◆ EXERCISE BRIEF
What number of lines in the entries hold the string "toilet"? Answer with it alone.

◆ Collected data
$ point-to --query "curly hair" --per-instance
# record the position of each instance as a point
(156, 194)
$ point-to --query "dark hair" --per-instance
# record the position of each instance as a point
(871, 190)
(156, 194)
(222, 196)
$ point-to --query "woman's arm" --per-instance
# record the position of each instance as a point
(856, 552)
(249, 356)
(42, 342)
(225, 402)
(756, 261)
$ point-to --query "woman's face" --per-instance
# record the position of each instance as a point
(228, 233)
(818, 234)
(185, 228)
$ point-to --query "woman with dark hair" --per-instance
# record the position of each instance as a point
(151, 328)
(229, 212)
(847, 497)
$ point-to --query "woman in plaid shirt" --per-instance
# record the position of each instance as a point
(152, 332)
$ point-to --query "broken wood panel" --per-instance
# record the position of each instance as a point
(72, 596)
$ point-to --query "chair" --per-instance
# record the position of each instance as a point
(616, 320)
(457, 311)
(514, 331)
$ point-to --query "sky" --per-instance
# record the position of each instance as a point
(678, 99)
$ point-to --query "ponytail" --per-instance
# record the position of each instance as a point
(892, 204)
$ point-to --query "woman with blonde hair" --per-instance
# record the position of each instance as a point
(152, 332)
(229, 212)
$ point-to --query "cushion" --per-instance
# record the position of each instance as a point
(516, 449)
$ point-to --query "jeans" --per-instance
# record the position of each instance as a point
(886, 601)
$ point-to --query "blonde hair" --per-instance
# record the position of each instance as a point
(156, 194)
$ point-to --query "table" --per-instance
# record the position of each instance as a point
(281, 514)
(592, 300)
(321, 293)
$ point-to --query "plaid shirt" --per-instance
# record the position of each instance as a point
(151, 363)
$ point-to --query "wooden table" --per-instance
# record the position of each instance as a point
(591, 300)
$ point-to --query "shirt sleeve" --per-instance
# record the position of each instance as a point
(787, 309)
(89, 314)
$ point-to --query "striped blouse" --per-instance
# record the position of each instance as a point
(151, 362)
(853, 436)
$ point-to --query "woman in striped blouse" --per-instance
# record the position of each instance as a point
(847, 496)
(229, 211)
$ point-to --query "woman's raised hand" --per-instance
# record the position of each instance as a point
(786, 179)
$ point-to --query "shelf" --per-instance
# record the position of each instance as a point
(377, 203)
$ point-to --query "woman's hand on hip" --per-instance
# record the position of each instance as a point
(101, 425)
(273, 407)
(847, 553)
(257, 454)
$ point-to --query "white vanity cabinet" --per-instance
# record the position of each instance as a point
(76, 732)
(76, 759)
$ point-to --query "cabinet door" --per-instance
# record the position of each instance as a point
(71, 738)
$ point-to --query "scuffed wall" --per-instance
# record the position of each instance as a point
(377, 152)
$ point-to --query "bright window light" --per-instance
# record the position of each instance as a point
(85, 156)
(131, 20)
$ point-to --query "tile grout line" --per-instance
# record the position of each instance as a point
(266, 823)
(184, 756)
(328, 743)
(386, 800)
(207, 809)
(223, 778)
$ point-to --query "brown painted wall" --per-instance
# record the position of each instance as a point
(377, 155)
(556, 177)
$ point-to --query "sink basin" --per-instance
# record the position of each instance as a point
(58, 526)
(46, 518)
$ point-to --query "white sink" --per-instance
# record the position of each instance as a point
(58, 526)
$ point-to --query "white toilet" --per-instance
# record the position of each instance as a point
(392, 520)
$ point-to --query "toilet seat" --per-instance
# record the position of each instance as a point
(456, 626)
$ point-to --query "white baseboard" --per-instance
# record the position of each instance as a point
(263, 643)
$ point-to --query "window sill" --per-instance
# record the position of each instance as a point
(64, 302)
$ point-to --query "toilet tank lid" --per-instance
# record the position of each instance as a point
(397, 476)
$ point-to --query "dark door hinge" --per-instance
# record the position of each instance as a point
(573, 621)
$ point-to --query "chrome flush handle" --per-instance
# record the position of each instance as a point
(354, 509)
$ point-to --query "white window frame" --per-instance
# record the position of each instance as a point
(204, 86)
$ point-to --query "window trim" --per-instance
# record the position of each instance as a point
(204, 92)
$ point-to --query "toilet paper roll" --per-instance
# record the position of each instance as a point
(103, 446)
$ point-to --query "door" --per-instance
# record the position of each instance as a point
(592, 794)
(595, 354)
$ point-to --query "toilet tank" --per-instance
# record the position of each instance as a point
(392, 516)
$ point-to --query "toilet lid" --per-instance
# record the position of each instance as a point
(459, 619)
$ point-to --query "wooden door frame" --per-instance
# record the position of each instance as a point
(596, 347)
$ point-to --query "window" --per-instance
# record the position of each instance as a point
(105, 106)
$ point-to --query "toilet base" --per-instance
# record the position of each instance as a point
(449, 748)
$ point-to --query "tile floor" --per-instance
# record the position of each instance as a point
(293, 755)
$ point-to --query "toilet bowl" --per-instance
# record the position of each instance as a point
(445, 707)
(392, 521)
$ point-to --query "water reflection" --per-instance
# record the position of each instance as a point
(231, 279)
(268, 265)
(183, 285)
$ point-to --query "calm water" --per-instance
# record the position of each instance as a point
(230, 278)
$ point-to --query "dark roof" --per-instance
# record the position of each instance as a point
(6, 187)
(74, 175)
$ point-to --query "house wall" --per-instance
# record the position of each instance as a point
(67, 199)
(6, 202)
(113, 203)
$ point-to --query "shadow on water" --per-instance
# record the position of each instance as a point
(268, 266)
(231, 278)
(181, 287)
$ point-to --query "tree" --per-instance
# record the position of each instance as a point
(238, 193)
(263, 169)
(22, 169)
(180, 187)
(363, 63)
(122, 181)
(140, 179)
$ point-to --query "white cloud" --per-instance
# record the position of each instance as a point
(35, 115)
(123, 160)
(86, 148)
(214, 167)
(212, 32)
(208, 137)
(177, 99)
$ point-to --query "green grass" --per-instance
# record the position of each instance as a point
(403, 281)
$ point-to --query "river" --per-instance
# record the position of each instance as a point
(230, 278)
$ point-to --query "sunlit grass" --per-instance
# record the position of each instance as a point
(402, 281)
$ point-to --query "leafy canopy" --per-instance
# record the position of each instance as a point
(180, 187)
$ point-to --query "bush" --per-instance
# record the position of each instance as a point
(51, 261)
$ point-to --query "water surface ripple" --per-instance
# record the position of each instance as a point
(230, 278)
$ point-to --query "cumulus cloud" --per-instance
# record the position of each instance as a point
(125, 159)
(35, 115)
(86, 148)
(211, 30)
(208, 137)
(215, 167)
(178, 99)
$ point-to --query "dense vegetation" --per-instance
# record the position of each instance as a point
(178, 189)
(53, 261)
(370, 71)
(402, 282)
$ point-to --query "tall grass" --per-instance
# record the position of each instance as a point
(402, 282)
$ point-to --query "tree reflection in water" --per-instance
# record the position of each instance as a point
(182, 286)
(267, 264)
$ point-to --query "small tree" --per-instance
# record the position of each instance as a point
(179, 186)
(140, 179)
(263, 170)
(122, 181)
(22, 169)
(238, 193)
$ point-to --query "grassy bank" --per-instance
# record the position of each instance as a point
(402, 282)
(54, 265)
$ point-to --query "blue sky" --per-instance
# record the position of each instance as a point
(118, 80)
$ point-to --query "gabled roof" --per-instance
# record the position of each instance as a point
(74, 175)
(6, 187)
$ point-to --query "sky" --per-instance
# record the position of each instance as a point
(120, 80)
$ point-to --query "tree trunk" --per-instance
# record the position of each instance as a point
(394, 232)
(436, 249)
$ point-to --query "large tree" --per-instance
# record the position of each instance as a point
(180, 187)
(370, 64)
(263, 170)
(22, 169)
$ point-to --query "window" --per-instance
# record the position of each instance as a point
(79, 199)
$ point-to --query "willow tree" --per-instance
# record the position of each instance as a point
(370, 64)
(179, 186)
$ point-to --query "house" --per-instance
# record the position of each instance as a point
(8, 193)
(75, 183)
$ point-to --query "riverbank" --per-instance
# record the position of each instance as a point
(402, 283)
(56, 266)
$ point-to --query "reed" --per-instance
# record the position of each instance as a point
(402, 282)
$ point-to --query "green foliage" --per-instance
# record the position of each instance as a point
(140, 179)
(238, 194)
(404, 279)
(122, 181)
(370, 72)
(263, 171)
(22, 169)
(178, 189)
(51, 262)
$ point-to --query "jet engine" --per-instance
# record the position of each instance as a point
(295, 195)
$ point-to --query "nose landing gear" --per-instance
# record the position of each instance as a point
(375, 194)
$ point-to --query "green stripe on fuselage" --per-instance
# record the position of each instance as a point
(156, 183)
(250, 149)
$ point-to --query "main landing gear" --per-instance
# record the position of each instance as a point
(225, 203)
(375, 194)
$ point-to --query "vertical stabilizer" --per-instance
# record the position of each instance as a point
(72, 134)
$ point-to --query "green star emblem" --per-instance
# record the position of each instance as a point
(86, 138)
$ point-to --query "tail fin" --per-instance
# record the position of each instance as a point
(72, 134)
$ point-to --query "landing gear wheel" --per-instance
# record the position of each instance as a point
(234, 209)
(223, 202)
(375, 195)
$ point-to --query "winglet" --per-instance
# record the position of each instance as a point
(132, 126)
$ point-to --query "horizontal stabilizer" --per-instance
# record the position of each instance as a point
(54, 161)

◆ PROBLEM SOLUTION
8